Instrucción
Indica cuántas líneas de las entradas de abajo contienen la palabra "skydiver". Escribe solo el número, por favor.
--------------------------------
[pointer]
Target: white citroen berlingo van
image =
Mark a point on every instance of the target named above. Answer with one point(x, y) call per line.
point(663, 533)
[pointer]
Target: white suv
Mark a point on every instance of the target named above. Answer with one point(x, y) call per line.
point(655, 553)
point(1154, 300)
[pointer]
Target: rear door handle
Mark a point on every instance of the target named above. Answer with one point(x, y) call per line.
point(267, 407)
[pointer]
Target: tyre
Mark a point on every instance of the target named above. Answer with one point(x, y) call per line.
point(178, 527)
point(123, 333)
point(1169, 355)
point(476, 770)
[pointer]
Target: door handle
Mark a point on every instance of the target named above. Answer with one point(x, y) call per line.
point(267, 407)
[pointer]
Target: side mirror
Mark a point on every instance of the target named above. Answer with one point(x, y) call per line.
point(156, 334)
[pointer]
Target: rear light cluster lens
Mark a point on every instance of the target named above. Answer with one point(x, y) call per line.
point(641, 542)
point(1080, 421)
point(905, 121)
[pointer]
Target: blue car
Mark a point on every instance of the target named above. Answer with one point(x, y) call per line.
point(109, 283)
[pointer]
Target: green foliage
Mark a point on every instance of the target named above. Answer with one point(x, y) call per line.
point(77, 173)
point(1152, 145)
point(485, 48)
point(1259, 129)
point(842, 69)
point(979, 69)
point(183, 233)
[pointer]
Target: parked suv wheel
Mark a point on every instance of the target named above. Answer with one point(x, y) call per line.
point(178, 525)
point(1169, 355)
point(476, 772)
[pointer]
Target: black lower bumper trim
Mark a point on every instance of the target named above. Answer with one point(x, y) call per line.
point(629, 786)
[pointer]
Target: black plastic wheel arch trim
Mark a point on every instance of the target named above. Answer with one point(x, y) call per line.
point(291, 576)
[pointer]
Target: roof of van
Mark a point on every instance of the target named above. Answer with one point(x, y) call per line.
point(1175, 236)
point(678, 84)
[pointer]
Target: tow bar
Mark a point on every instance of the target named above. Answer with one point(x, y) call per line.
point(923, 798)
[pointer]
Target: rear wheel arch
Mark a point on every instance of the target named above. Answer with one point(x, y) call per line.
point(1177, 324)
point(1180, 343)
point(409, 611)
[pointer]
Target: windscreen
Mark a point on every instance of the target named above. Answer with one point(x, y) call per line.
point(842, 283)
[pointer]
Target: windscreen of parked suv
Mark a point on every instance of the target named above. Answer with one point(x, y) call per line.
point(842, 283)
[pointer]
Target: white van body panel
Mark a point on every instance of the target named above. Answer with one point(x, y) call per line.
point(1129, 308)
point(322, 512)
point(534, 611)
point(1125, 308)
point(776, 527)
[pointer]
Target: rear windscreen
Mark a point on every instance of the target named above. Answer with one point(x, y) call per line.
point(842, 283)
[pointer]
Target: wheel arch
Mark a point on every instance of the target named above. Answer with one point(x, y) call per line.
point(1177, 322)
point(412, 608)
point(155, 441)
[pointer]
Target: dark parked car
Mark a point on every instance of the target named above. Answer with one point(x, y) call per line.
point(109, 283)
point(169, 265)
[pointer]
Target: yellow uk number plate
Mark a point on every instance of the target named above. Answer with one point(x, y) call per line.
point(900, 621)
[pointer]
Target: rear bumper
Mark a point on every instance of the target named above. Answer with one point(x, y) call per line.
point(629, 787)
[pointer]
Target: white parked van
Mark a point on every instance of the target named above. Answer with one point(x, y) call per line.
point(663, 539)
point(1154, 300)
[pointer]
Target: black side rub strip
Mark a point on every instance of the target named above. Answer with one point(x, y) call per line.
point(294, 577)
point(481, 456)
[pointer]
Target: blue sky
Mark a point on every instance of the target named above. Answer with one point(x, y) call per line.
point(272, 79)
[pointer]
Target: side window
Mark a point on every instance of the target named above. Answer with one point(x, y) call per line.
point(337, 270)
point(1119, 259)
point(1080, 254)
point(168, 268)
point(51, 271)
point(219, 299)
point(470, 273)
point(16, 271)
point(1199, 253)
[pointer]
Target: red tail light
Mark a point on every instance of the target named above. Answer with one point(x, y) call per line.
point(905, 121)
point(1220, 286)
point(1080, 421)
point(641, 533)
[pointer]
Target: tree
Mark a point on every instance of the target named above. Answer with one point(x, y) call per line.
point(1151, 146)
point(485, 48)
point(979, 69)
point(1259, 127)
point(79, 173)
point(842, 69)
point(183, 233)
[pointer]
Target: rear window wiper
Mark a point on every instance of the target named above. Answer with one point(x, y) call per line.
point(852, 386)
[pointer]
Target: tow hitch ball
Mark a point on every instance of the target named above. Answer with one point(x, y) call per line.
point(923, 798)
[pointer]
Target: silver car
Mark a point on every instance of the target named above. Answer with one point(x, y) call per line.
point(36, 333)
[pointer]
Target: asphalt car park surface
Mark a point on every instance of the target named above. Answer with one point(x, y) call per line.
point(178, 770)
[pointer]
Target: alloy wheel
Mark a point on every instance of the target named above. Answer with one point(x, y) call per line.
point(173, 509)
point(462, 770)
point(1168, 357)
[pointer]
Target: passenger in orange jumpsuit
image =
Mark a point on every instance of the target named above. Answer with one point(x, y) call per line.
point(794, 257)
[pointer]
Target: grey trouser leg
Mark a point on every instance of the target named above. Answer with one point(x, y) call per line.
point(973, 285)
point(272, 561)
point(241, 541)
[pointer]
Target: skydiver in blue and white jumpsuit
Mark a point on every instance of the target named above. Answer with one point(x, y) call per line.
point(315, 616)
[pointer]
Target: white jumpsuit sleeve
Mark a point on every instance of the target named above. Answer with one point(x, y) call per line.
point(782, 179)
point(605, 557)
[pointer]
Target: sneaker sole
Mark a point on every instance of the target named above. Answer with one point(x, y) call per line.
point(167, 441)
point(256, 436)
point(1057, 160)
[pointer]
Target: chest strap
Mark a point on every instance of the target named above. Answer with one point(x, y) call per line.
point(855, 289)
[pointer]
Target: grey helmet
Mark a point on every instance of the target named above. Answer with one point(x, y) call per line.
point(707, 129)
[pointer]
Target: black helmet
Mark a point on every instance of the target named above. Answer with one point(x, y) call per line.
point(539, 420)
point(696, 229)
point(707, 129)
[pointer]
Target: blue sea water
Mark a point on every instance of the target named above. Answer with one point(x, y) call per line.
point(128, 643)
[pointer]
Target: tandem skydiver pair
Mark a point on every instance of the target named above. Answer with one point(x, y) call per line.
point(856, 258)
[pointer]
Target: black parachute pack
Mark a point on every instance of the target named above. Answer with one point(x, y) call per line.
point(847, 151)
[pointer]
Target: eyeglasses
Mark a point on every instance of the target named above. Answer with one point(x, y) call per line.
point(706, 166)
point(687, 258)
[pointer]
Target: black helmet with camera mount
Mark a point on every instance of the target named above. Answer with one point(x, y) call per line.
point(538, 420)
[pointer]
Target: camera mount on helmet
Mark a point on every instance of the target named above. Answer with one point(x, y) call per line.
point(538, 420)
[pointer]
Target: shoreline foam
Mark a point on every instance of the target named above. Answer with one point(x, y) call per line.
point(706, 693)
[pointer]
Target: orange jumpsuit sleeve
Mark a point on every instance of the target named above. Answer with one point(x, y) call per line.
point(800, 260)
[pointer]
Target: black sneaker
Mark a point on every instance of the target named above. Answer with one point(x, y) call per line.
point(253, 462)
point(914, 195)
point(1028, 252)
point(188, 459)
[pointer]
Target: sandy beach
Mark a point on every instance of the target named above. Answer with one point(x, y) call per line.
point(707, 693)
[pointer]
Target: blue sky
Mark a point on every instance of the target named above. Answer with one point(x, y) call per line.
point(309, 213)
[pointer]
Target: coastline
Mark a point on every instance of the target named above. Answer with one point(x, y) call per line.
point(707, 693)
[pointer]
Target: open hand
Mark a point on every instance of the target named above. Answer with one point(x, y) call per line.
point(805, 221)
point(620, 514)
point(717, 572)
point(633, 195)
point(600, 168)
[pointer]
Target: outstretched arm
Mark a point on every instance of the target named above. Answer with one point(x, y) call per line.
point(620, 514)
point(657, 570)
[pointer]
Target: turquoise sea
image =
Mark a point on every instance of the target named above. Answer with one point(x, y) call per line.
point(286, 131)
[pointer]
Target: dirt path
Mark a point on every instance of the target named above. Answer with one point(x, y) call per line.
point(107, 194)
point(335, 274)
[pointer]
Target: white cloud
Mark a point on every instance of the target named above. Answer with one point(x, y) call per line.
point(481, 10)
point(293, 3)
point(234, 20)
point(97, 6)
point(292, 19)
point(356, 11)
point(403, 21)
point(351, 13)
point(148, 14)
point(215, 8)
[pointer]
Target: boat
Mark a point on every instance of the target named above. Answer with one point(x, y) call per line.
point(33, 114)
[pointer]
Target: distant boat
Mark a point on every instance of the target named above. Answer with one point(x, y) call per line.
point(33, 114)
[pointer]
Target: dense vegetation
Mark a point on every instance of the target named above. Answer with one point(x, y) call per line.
--------------------------------
Respuesta completa
2